CONSIGNE 1:
Répondez aux questions suivantes sur la lettre ouverte reproduite ci-dessous.
(a) Quelle organisation signe la lettre ?
(b) À qui la lettre est-elle adressée ?
(c) De quel texte le général de Gaulle a-t-il rédigé le préambule cité ?
CONSIGNE 2:
Relevez chaque ligne du listing qui contient le mot "leaf". La casse doit être respectée.

EXTRAIT DU TEXTE:

━━━━━━━━━━━━━━━━━━━━━━━━━━━━━━

Lettre ouverte de la Ligue française des droits de l’enfant au président de la République

Ligue française des droits de l’enfant

Monsieur le Président,

Parmi les nombreuses et complexes difficultés auxquelles notre pays est confronté, la question des droits de l’enfant est l’une des plus cruciales, si ce n’est, finalement, la plus importante de toutes. D’elle découle l’évolution et l’avenir de la France. Comme l’écrivit le général de Gaulle, en préambule de l’ordonnance de 1945 :

« Il est peu de problèmes aussi graves que ceux qui concernent la protection de l’enfance, et parmi eux, ceux qui ont trait au sort de l’enfance traduite en justice. La France n’est pas assez riche d’enfants pour qu’elle ait le droit de négliger tout ce qui peut en faire des êtres sains. »

━━━━━━━━━━━━━━━━━━━━━━━━━━━━━━

Entrées tirées d'une collection

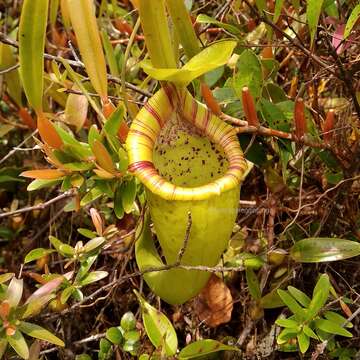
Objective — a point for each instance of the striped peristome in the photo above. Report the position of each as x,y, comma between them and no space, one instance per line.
146,128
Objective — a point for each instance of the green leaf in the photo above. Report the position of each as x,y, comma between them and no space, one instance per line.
76,109
92,195
253,283
285,335
32,31
205,19
313,10
14,292
271,300
304,342
292,304
309,332
315,250
34,307
3,346
320,296
18,343
132,336
39,332
12,78
83,357
37,254
110,54
85,267
113,123
105,345
331,328
210,58
6,277
128,321
337,318
204,347
114,335
128,195
249,73
278,7
94,244
158,327
39,184
287,323
93,277
261,5
66,293
82,14
118,207
63,249
300,296
353,18
87,233
93,135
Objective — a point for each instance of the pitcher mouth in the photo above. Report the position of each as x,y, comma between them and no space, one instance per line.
146,128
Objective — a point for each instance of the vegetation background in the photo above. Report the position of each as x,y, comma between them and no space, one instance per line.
67,238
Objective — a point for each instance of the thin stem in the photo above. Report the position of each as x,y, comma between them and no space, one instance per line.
157,34
126,57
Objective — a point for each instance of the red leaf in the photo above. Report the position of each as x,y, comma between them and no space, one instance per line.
209,99
44,174
329,126
48,132
300,121
249,107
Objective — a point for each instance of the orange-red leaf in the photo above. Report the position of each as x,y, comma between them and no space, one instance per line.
43,174
300,121
4,310
329,126
103,157
267,53
48,132
249,107
97,221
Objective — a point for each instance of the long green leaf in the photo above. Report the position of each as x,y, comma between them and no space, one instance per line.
313,10
292,304
158,327
320,296
332,327
82,14
315,250
204,347
32,31
208,59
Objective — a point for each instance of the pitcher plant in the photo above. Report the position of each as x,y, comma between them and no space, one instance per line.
189,161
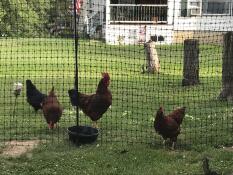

━━━━━━━━━━━━━━━━━━━━━━━━━━━━━━

RÉPONSE ATTENDUE 1:
(a) La Ligue française des droits de l'enfant.
(b) Au président de la République.
(c) De l'ordonnance de 1945.

RÉPONSE ATTENDUE 2:
Objective — a point for each instance of the green leaf in the photo above. Report the position of each as x,y, comma between them and no space, one instance per line.
Objective — a point for each instance of the red leaf in the photo above. Report the position of each as x,y, comma between them and no space, one instance per line.
Objective — a point for each instance of the orange-red leaf in the photo above. Report the position of each as x,y, comma between them and no space, one instance per line.
Objective — a point for each instance of the long green leaf in the photo above. Report the position of each as x,y, comma between them and no space, one instance per line.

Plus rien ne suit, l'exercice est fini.